- PASSAGE
* start *
Bryan Mark Rigg (born March 16, 1971) is an American author and speaker.

Rigg is the author of several highly regarded books on World War II history, including Hitler's Jewish Soldiers: The Untold Story of Nazi Racial Laws and Men of Jewish Descent in the German Military and The Rabbi Saved by Hitler's Soldiers: Rebbe Joseph Isaac Schneersohn and His Astonishing Rescue.

In addition to his writing, Rigg has also worked as a professor of history at several universities, including American Military University, Southern Methodist University, and the U.S. Military Academy at West Point. He has been a frequent contributor to various media outlets, including CNN, NPR, and The New York Times.

Biography
Born and reared as a Baptist, Rigg studied at Phillips Exeter Academy, graduating in 1991 continued on to Yale University, and received his B.A. in 1996. He received a grant from the Henry Fellowship, to continue his studies in Cambridge University, where Rigg earned his doctorate in 2002. In the summer of 1994 he went to Germany, and met Peter Millies, an elderly man who helped Rigg understand the German in a movie they were watching, Europa Europa, about Shlomo Perl, a full Jew who "hid in plain sight" in the Nazi army, posing as a Volksdeutsche orphan named Josef Peters. Millies later told Rigg that he himself was a part-Jew, and introduced him to the subject which was to become his main research topic for many years.

Rigg discovered a large number of "Mischlinge" (part-Jews) who were members of the National Socialist German Workers Party (or "Nazi" Party) and/or served in the German Armed Forces during World War II. In the 1990s, he travelled throughout the world, primarily Austria and Germany, and interviewed hundreds of these men. His assembled documents, videotapes, and wartime memoirs on the subject are presented as the Bryan Mark Rigg Collection at the Military Archives branch of the Federal German Archives (Bundesarchiv) in Freiburg, Germany.

He has taught as a lecturer at Southern Methodist University and American Military University.

His claims have been used both by Holocaust researchers, as well as Holocaust denial and anti-Zionist groups.

His book Hitler's Jewish Soldiers earned him the Colby Award (for first books in military history) in 2003. Before his work was published, his research was picked up by several newspapers, most notably the London Telegraph, the New York Times and the Los Angeles Times, causing much sensation and generating a lot of criticism from some historians. He has been endorsed by such historians like Michael Berenbaum, Robert Citino, Stephen Fritz, James Corum, Paula Hyman, Nathan Stoltzfus, Norman Naimark, Jonathan Steinberg, Geoffrey P. Megargee, Dennis Showalter and James Tent. He has published several other books since then: Rescued From the Reich, with a foreword by Paula Hyman (Yale University Press 2004), Lives of Hitler's Jewish Soldiers (Kansas, 2009) and The Rabbi Saved by Hitler's Soldiers, with a foreword by Michael Berenbaum (Kansas, 2016).
* end *
- TASKS TO COMPLETE
1. According to the passage about Bryan Mark Rigg, where is the Bryan Mark Rigg Collection held?
2. Decide whether each statement agrees with the passage about Bryan Mark Rigg. (a) Rigg earned his doctorate at Cambridge University in 2002. (b) Rigg met Peter Millies in the summer of 1996. (c) Rigg received the Colby Award in 2003 for Hitler's Jewish Soldiers.

- A run of records
* start *
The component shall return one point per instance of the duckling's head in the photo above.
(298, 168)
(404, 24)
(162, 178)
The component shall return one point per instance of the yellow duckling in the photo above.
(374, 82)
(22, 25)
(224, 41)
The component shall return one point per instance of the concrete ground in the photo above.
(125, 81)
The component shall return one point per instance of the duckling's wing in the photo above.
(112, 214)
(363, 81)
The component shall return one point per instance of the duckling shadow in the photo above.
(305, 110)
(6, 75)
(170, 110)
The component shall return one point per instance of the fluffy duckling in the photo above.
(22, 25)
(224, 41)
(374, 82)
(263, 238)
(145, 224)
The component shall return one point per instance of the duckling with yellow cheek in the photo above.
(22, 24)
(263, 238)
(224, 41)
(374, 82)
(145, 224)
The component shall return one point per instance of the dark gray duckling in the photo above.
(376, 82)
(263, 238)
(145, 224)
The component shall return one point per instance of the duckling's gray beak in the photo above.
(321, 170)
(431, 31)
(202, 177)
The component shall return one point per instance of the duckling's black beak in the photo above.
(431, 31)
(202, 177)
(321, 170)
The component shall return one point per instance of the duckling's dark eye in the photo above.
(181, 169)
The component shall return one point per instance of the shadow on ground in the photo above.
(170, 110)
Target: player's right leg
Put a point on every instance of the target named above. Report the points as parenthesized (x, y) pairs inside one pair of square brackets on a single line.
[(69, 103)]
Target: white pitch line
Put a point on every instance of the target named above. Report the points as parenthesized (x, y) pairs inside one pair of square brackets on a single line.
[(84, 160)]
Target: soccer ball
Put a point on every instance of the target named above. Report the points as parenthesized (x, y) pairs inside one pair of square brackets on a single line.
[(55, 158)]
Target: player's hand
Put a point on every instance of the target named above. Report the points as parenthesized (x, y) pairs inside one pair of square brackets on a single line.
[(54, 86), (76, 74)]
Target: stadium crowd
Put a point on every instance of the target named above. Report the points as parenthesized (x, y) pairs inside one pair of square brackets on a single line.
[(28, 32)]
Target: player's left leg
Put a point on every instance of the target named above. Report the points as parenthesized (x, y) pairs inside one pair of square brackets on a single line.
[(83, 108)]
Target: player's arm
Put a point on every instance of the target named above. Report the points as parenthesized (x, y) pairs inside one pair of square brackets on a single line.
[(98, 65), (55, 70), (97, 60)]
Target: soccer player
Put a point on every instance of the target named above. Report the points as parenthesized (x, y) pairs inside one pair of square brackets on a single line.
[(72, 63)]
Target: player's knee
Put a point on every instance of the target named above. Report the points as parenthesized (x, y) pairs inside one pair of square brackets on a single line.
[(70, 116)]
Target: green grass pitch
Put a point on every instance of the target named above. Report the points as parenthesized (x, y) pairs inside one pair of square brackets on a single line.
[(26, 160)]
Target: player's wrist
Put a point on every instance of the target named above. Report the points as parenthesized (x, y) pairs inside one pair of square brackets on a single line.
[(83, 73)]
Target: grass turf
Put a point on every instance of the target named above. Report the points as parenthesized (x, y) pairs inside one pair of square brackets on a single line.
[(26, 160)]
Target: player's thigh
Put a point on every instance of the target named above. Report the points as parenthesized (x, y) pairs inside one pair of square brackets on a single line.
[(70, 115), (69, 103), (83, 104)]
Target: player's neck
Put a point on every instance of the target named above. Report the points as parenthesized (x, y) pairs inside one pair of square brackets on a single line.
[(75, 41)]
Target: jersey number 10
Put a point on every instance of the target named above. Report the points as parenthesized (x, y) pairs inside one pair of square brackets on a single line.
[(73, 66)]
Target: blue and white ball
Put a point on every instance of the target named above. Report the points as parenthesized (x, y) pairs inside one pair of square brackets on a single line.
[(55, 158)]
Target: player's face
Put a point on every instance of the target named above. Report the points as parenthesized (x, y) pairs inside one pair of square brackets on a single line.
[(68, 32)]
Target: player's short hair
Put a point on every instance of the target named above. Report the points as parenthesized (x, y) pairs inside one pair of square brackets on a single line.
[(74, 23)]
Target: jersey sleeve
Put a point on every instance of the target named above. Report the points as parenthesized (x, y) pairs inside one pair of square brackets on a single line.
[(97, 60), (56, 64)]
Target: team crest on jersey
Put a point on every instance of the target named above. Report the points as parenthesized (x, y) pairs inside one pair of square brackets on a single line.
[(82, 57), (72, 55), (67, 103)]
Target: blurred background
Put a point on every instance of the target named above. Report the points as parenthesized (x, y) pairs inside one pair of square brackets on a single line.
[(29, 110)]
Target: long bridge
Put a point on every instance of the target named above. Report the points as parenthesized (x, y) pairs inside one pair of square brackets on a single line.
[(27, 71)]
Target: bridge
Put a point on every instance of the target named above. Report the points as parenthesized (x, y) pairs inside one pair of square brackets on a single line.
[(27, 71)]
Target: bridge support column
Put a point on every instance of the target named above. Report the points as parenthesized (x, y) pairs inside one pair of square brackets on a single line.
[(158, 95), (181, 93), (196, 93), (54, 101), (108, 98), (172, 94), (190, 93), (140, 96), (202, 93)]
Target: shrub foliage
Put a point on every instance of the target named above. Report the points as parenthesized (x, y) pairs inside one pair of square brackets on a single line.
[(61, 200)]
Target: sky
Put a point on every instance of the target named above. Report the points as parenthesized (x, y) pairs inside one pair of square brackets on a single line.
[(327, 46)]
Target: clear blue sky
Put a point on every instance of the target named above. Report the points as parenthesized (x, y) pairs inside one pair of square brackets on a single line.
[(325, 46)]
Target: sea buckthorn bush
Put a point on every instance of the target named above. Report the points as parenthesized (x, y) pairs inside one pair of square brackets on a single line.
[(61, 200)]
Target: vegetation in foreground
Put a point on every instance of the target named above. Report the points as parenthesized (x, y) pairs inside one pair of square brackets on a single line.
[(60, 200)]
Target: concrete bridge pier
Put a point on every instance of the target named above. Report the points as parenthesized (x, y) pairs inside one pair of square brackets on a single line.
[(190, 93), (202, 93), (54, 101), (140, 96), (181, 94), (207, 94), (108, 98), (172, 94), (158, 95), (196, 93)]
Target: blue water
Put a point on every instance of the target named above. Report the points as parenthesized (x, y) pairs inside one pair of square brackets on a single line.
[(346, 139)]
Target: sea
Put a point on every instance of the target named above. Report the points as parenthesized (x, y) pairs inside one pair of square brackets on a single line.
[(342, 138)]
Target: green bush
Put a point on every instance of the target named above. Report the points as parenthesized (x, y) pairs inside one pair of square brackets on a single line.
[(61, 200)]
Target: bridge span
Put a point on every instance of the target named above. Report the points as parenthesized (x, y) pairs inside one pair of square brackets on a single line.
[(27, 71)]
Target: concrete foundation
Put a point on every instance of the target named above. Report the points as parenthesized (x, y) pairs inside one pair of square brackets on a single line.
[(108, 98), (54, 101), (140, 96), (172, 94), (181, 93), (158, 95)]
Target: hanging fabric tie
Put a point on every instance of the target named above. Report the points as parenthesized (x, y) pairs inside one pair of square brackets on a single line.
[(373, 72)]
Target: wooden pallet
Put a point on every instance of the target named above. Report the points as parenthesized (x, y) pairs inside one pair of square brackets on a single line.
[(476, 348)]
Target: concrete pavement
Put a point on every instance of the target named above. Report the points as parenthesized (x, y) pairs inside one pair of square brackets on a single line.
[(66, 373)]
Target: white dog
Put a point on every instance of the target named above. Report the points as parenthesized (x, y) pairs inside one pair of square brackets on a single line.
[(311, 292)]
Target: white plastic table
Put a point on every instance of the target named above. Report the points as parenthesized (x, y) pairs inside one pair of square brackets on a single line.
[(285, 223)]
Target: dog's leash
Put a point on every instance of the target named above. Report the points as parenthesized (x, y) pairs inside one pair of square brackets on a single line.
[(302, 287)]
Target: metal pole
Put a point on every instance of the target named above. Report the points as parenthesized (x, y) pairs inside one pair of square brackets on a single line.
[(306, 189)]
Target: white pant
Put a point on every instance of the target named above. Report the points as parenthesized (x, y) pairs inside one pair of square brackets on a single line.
* end *
- REPLIES
1. It is held at the Military Archives branch of the Federal German Archives (Bundesarchiv) in Freiburg, Germany.

2.
(a) Yes: "to continue his studies in Cambridge University, where Rigg earned his doctorate in 2002."
(b) No: "In the summer of 1994 he went to Germany, and met Peter Millies."
(c) Yes: "His book Hitler's Jewish Soldiers earned him the Colby Award (for first books in military history) in 2003."